▶ _THE PROBLEM_
Please reproduce the following records exactly, with nothing omitted.

·····

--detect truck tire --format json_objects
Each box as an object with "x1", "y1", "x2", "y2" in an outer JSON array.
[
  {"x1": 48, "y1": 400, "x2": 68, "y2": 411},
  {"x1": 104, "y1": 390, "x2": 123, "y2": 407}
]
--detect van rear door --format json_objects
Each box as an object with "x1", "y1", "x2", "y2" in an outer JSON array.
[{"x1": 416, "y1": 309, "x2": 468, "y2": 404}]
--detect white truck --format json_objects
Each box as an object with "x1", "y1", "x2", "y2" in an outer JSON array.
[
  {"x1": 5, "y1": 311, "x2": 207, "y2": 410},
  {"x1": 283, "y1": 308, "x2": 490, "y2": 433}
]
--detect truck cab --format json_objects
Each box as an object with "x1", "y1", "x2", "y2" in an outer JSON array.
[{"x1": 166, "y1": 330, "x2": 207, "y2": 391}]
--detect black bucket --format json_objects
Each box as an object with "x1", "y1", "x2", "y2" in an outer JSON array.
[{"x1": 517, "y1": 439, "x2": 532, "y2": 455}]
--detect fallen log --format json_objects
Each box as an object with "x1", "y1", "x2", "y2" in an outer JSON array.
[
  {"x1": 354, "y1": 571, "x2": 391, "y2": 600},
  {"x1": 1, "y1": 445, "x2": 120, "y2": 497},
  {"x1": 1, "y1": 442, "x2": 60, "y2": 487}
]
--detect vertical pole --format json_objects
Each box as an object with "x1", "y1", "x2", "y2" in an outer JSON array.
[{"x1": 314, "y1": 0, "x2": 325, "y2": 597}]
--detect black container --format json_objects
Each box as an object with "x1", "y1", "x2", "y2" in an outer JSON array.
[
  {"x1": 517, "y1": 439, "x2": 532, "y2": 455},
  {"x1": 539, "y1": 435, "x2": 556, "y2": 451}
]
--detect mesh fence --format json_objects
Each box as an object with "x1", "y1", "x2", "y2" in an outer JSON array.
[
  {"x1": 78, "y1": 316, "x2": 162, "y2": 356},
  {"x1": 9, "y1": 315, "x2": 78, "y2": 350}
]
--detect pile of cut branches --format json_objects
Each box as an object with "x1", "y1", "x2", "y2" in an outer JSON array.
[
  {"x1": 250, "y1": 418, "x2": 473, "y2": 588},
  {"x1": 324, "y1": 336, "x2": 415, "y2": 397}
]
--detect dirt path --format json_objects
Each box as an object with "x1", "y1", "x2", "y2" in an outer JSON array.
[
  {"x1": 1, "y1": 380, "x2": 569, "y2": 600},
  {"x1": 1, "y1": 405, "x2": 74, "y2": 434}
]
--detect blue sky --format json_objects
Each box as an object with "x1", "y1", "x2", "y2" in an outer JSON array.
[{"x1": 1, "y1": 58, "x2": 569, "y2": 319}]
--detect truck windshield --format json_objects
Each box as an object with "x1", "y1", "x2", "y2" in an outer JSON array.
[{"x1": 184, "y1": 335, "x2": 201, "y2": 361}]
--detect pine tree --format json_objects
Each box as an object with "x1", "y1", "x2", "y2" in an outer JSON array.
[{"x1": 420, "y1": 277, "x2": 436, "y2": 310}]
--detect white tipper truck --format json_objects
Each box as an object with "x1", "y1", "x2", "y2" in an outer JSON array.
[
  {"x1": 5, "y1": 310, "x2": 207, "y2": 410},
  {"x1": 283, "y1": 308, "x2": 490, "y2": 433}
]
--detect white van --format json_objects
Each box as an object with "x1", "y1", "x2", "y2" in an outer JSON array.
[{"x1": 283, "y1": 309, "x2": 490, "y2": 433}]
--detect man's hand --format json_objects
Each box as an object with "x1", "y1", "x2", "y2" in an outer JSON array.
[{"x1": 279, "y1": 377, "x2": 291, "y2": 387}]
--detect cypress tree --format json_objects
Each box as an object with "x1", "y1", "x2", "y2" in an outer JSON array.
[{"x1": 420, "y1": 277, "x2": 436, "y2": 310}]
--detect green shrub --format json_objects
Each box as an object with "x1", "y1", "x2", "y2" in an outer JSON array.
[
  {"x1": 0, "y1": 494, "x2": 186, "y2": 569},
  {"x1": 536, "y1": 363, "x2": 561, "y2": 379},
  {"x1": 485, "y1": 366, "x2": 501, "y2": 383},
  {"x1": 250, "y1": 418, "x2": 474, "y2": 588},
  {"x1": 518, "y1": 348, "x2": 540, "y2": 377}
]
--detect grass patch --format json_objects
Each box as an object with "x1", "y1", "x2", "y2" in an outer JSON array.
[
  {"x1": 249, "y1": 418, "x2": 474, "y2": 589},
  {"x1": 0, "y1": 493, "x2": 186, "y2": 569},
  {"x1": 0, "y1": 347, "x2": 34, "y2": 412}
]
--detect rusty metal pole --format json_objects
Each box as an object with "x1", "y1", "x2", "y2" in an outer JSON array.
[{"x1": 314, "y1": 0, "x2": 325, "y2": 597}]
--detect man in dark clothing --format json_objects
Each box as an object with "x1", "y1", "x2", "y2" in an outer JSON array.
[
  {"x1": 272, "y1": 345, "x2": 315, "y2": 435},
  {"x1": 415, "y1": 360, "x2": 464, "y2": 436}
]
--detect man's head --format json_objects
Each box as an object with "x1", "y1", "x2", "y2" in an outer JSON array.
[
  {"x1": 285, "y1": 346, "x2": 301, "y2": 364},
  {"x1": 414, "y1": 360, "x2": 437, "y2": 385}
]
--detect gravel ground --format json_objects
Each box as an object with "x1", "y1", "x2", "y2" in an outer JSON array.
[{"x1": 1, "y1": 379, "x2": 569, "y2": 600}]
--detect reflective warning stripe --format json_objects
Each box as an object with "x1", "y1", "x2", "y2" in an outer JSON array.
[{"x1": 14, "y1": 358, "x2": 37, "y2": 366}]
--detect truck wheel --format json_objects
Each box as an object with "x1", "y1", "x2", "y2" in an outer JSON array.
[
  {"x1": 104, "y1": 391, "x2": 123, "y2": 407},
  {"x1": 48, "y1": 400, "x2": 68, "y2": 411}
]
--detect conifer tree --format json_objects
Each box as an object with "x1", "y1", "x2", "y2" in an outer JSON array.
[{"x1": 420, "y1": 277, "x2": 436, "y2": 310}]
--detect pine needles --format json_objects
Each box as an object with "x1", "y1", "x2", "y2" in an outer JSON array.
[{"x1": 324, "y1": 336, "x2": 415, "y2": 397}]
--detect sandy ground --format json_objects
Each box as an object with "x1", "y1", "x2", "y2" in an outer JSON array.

·····

▶ _SOLUTION FOR THIS PROBLEM_
--detect truck tire --format json_objects
Each box as an object with "x1", "y1", "x2", "y2" in an outer JSON array.
[
  {"x1": 48, "y1": 400, "x2": 68, "y2": 411},
  {"x1": 104, "y1": 390, "x2": 123, "y2": 407}
]
--detect van rear door --format json_objects
Each box as an object with "x1", "y1", "x2", "y2" in an outer JSON array.
[{"x1": 416, "y1": 309, "x2": 468, "y2": 404}]
--detect white truck --format json_objects
Each box as an object with "x1", "y1", "x2", "y2" in an outer JSON array.
[
  {"x1": 5, "y1": 311, "x2": 207, "y2": 410},
  {"x1": 283, "y1": 308, "x2": 490, "y2": 433}
]
--detect truck cab --format json_objects
Each box as an object with "x1", "y1", "x2", "y2" in an outer JSON array.
[{"x1": 166, "y1": 330, "x2": 207, "y2": 391}]
--detect black bucket --format json_objects
Each box as an object with "x1", "y1", "x2", "y2" in an outer JSON array.
[{"x1": 517, "y1": 439, "x2": 532, "y2": 455}]
--detect fallen log --format json_objects
Each box as an object with "x1", "y1", "x2", "y2" in an outer JSON array.
[
  {"x1": 354, "y1": 571, "x2": 391, "y2": 600},
  {"x1": 1, "y1": 445, "x2": 120, "y2": 497},
  {"x1": 1, "y1": 442, "x2": 60, "y2": 487}
]
--detect vertical pole --format json_objects
Each box as an object with "x1", "y1", "x2", "y2" in an outer JSON array.
[{"x1": 314, "y1": 0, "x2": 325, "y2": 597}]
--detect black container --format json_objects
Each box as an object with "x1", "y1", "x2", "y2" in an outer JSON array.
[
  {"x1": 517, "y1": 439, "x2": 532, "y2": 455},
  {"x1": 539, "y1": 435, "x2": 556, "y2": 451}
]
--detect mesh fence --format json_objects
Each box as an object with "x1", "y1", "x2", "y2" in an outer JSON array.
[
  {"x1": 78, "y1": 316, "x2": 162, "y2": 356},
  {"x1": 9, "y1": 315, "x2": 78, "y2": 350}
]
--detect pile of cut branches --format json_objects
Each box as an object with "x1", "y1", "x2", "y2" in an outer JSON array.
[
  {"x1": 250, "y1": 418, "x2": 473, "y2": 588},
  {"x1": 324, "y1": 336, "x2": 415, "y2": 397}
]
--detect dirt path --format json_objects
Each box as an object with "x1", "y1", "x2", "y2" in an outer JSON array.
[
  {"x1": 1, "y1": 380, "x2": 569, "y2": 600},
  {"x1": 1, "y1": 405, "x2": 74, "y2": 434}
]
--detect blue sky --format json_objects
Each box as an object with "x1", "y1", "x2", "y2" in an outer JSON array.
[{"x1": 1, "y1": 58, "x2": 569, "y2": 319}]
--detect truck windshield --format json_objects
Each box as an object with "x1", "y1", "x2", "y2" in an outer JSON array.
[{"x1": 184, "y1": 335, "x2": 201, "y2": 361}]
--detect pine tree --format json_objects
Each box as an object with "x1", "y1", "x2", "y2" in an outer JSON array.
[{"x1": 420, "y1": 277, "x2": 436, "y2": 310}]
--detect white tipper truck --format json_objects
Each box as an object with "x1", "y1", "x2", "y2" in an outer JSON array.
[
  {"x1": 5, "y1": 310, "x2": 207, "y2": 410},
  {"x1": 283, "y1": 308, "x2": 490, "y2": 433}
]
--detect white van --format json_objects
Each box as an object with "x1", "y1", "x2", "y2" in an outer JSON array.
[{"x1": 283, "y1": 309, "x2": 490, "y2": 433}]
--detect man's hand --format json_objects
Each box as an object with "x1", "y1", "x2", "y2" in an outer JSON array.
[{"x1": 279, "y1": 377, "x2": 291, "y2": 387}]
--detect cypress tree --format json_objects
Each box as an object with "x1", "y1", "x2", "y2" in an outer JSON array.
[{"x1": 420, "y1": 277, "x2": 436, "y2": 310}]
--detect green shrub --format json_objects
Each box as an object with "x1", "y1", "x2", "y2" in an outer JSON array.
[
  {"x1": 0, "y1": 494, "x2": 186, "y2": 569},
  {"x1": 536, "y1": 363, "x2": 561, "y2": 379},
  {"x1": 485, "y1": 366, "x2": 501, "y2": 383},
  {"x1": 250, "y1": 418, "x2": 474, "y2": 588},
  {"x1": 518, "y1": 348, "x2": 540, "y2": 377}
]
--detect grass patch --format json_objects
Each box as an object with "x1", "y1", "x2", "y2" in an outer JSON array.
[
  {"x1": 249, "y1": 418, "x2": 474, "y2": 589},
  {"x1": 0, "y1": 493, "x2": 186, "y2": 569},
  {"x1": 0, "y1": 347, "x2": 34, "y2": 412}
]
--detect rusty metal pole --format json_objects
Each box as an object with "x1", "y1", "x2", "y2" in an outer JSON array.
[{"x1": 314, "y1": 0, "x2": 325, "y2": 597}]
--detect man in dark clothing --format json_objects
Each box as an object with "x1", "y1", "x2", "y2" in an outer JSON array.
[
  {"x1": 272, "y1": 345, "x2": 315, "y2": 435},
  {"x1": 415, "y1": 360, "x2": 464, "y2": 436}
]
--detect man's head --format json_objects
Each box as an object with "x1", "y1", "x2", "y2" in an outer JSON array.
[
  {"x1": 285, "y1": 346, "x2": 301, "y2": 364},
  {"x1": 414, "y1": 360, "x2": 437, "y2": 385}
]
--detect gravel ground --format json_objects
Each box as an object with "x1", "y1", "x2", "y2" in an outer JSON array.
[{"x1": 1, "y1": 379, "x2": 569, "y2": 600}]
--detect reflective warning stripe --format json_objects
Each box as an object with "x1", "y1", "x2", "y2" in an outer JSON array.
[{"x1": 14, "y1": 358, "x2": 37, "y2": 366}]
--detect truck wheel --format json_objects
Each box as an object with "x1", "y1", "x2", "y2" in an outer JSON array.
[
  {"x1": 104, "y1": 391, "x2": 123, "y2": 407},
  {"x1": 48, "y1": 400, "x2": 68, "y2": 411}
]
--detect conifer tree --format json_objects
Each box as an object with "x1", "y1", "x2", "y2" in an outer JSON array.
[{"x1": 420, "y1": 277, "x2": 436, "y2": 310}]
--detect pine needles --format json_objects
Each box as an object with "x1", "y1", "x2", "y2" in an outer JSON array.
[{"x1": 324, "y1": 336, "x2": 415, "y2": 397}]
--detect sandy ground --format json_objects
Each box as an object with "x1", "y1", "x2", "y2" in an outer JSON array.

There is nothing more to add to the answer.